→ **Records for the task**:
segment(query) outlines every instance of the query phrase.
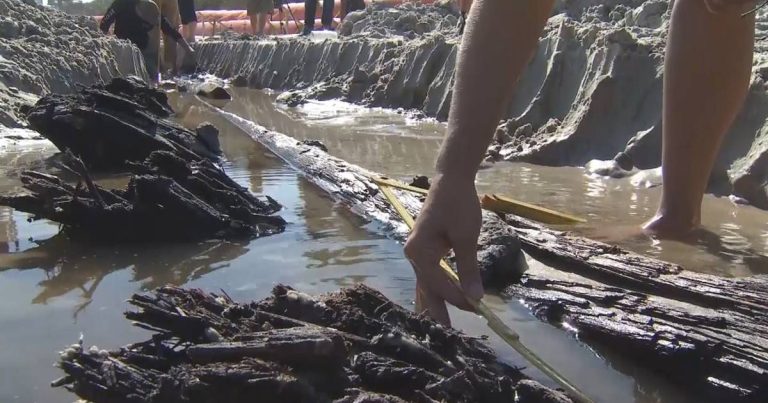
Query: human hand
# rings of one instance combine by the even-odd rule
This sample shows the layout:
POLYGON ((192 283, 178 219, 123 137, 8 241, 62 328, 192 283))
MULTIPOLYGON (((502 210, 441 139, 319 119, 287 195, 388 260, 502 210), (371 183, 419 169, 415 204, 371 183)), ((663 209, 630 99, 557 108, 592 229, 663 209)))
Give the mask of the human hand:
POLYGON ((416 272, 417 309, 445 325, 450 326, 446 301, 471 311, 467 299, 477 301, 483 297, 477 267, 481 224, 474 182, 438 175, 405 243, 405 255, 416 272), (460 286, 440 268, 440 259, 451 249, 456 256, 460 286))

→ **Your goal**:
Each line of the data must be restated exactly, and the pictures must be left out.

→ **Worked solution**:
segment(query) outlines every instance of the query phrase.
Query: human hand
# rings of one instance combine by the even-odd rule
This sample shows the layout:
POLYGON ((192 283, 178 219, 123 137, 8 241, 62 328, 192 283))
MULTIPOLYGON (((502 210, 441 139, 319 119, 287 195, 388 260, 502 210), (371 183, 419 169, 415 204, 371 183)), ((663 209, 630 99, 557 108, 592 229, 663 209)))
Give the mask of the human hand:
POLYGON ((416 272, 417 309, 445 325, 450 326, 446 301, 471 311, 467 299, 477 301, 483 297, 477 267, 481 224, 474 182, 438 175, 405 243, 405 255, 416 272), (460 286, 440 268, 440 259, 451 249, 456 256, 460 286))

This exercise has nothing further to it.